- _What you have to do_
Could you reproduce word for word everything in the items below, from the line containing "Q: Please detect the blue" down to the line containing "[535,613,618,667]", with both of those lines included?

- _Dataset_
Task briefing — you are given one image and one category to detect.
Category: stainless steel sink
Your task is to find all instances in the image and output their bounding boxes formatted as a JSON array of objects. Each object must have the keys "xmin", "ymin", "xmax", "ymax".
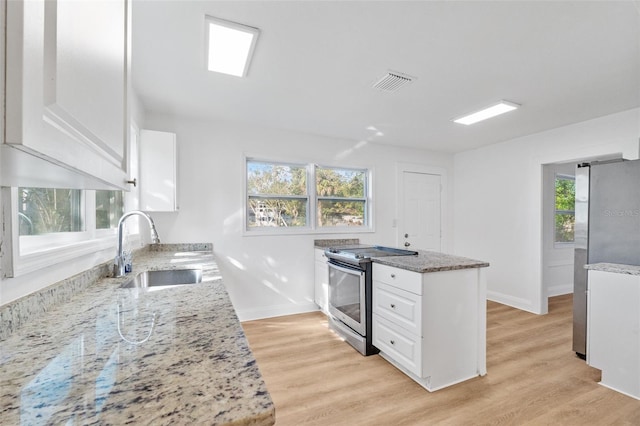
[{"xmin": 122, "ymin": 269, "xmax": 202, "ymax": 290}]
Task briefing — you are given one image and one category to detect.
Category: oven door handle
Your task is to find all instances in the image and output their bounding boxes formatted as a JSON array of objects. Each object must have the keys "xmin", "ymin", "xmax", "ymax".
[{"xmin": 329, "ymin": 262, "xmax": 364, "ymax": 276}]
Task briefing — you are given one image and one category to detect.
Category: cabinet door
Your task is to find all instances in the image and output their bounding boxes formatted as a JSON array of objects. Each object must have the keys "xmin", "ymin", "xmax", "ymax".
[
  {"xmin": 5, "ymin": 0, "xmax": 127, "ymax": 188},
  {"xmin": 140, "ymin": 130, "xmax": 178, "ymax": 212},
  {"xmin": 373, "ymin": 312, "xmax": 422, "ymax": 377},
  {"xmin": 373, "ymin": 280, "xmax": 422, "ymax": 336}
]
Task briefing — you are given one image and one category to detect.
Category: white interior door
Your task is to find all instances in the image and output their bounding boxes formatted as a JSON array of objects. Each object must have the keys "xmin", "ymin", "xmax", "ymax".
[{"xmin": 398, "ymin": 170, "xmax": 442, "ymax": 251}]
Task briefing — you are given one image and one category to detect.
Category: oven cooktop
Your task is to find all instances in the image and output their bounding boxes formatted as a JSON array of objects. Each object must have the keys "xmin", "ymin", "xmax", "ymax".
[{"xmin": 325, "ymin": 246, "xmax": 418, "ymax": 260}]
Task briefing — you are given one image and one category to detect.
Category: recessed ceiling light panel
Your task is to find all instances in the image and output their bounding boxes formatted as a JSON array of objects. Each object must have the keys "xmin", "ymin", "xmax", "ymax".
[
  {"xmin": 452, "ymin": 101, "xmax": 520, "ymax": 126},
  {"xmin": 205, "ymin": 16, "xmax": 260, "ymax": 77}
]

==

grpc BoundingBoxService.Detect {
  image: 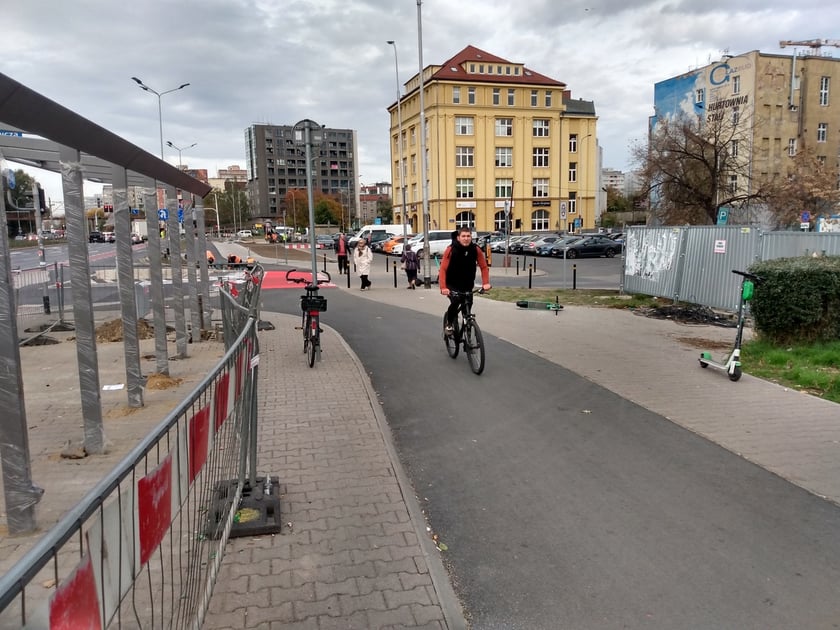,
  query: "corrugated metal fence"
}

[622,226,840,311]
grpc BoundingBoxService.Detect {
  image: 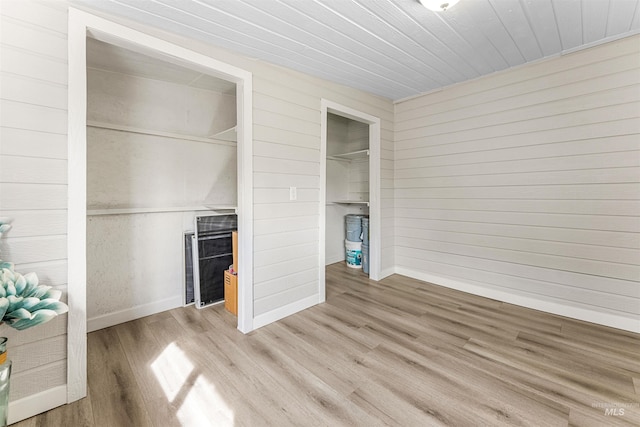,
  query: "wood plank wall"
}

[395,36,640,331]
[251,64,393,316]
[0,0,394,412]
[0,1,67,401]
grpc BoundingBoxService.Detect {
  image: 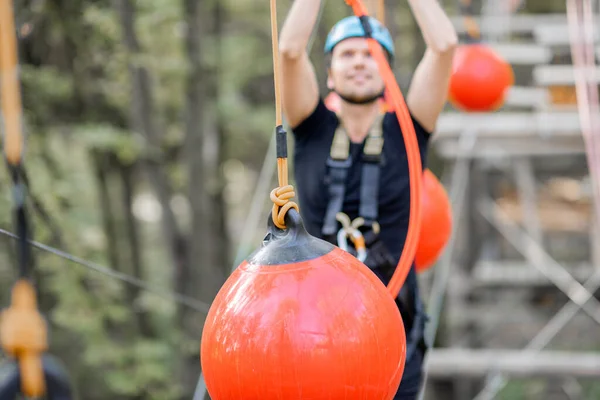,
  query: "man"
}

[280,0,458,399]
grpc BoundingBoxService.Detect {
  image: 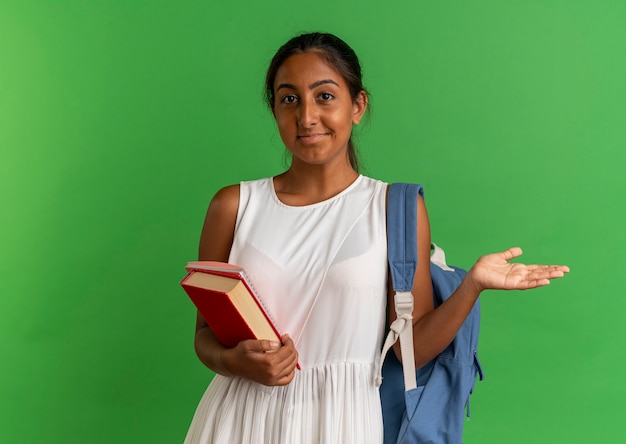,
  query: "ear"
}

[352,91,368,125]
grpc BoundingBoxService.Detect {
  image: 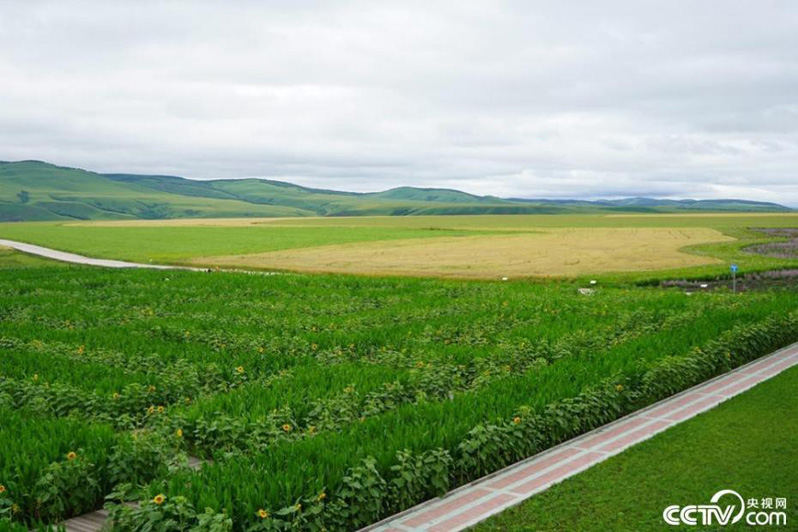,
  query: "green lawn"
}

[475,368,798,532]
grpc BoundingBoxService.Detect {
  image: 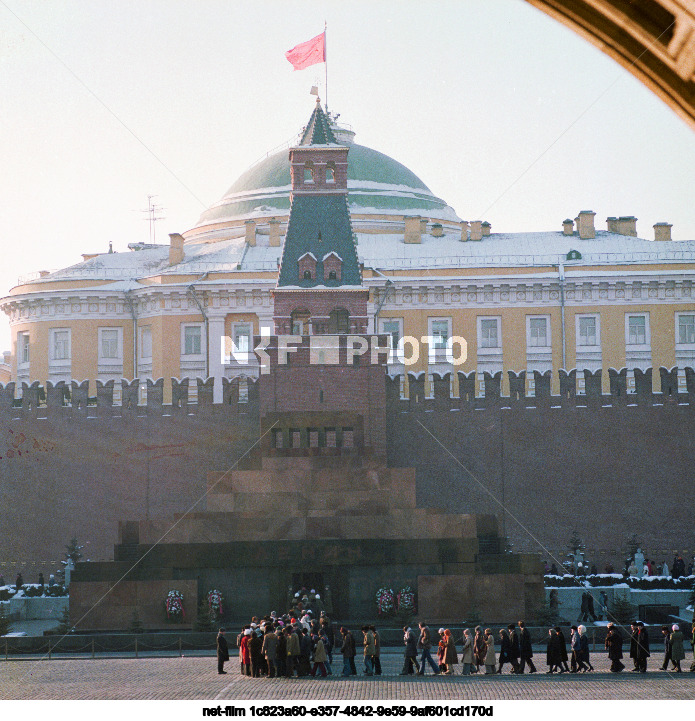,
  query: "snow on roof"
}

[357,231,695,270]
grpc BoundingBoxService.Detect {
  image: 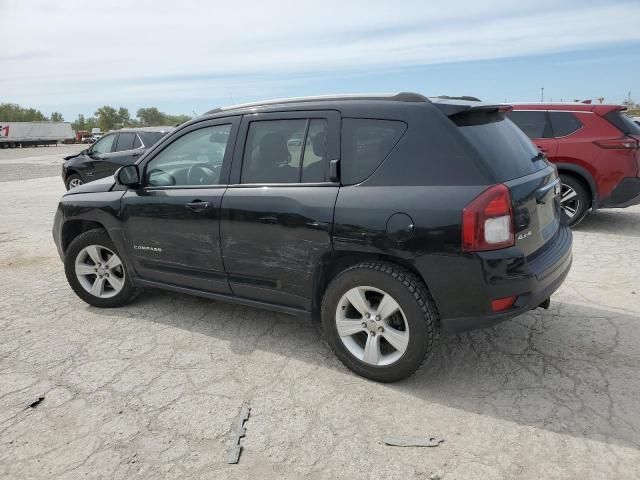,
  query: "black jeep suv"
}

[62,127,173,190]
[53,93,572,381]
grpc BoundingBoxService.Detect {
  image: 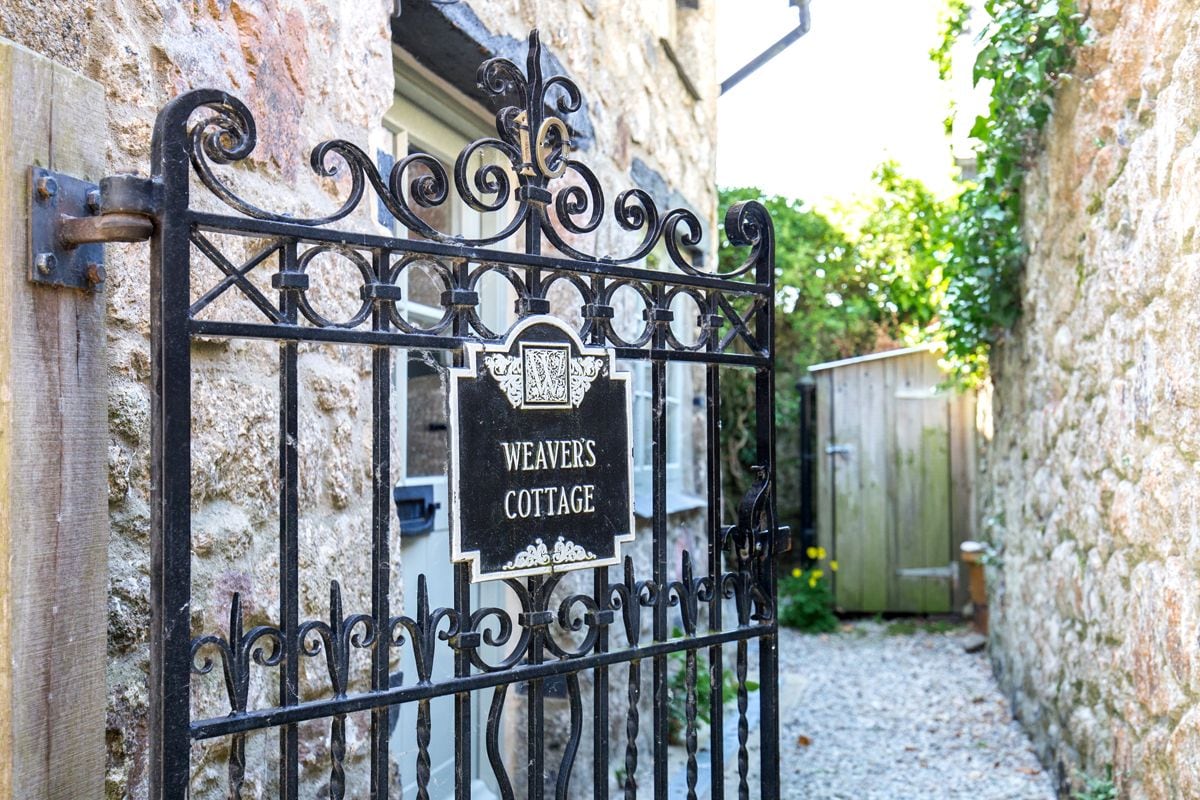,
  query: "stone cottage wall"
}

==

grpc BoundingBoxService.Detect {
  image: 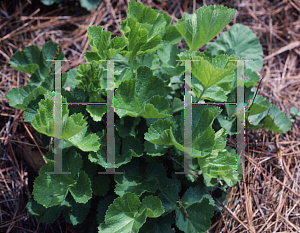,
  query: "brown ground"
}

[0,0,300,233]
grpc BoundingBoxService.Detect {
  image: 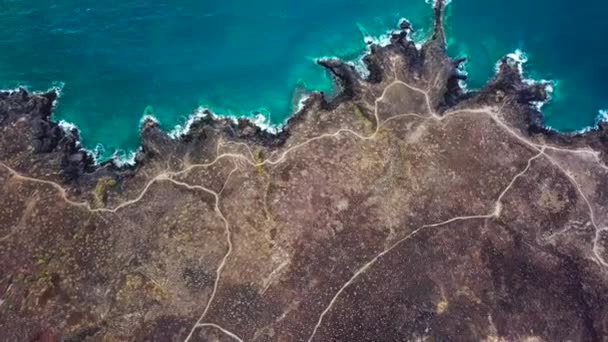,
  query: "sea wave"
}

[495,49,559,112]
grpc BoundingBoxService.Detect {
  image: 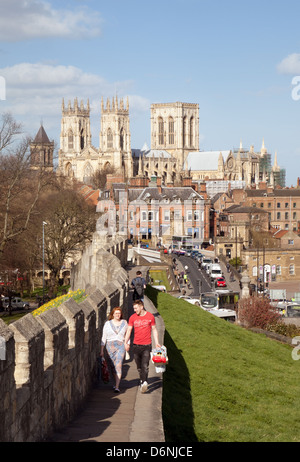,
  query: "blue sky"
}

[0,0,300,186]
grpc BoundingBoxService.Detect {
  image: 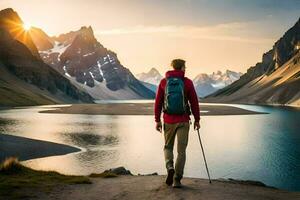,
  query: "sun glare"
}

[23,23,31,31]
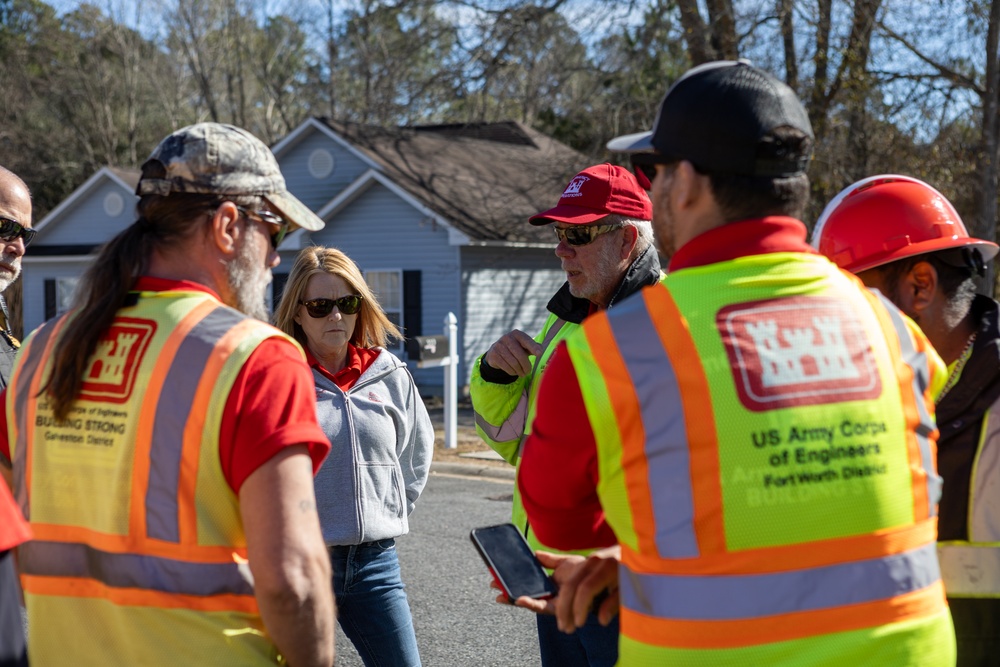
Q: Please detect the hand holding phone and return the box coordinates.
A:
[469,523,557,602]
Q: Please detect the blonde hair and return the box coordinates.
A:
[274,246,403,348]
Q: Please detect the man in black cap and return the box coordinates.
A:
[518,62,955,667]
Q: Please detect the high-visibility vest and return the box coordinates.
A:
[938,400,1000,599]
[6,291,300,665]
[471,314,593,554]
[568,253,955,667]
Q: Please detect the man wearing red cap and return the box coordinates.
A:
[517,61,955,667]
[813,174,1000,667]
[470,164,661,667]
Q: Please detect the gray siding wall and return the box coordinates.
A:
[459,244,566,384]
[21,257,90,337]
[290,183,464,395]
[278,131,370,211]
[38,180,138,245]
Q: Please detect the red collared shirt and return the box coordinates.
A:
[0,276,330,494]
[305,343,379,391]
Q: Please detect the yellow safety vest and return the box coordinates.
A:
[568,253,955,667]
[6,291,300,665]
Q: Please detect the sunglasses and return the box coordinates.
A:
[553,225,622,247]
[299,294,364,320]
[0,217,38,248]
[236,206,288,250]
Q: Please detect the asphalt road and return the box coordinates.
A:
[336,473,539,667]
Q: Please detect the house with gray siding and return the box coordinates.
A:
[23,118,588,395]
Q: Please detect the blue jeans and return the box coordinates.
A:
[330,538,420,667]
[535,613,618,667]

- _Solution to this exercise_
Q: Please detect the blue jeans and return the box coordinates.
A:
[330,538,420,667]
[535,613,618,667]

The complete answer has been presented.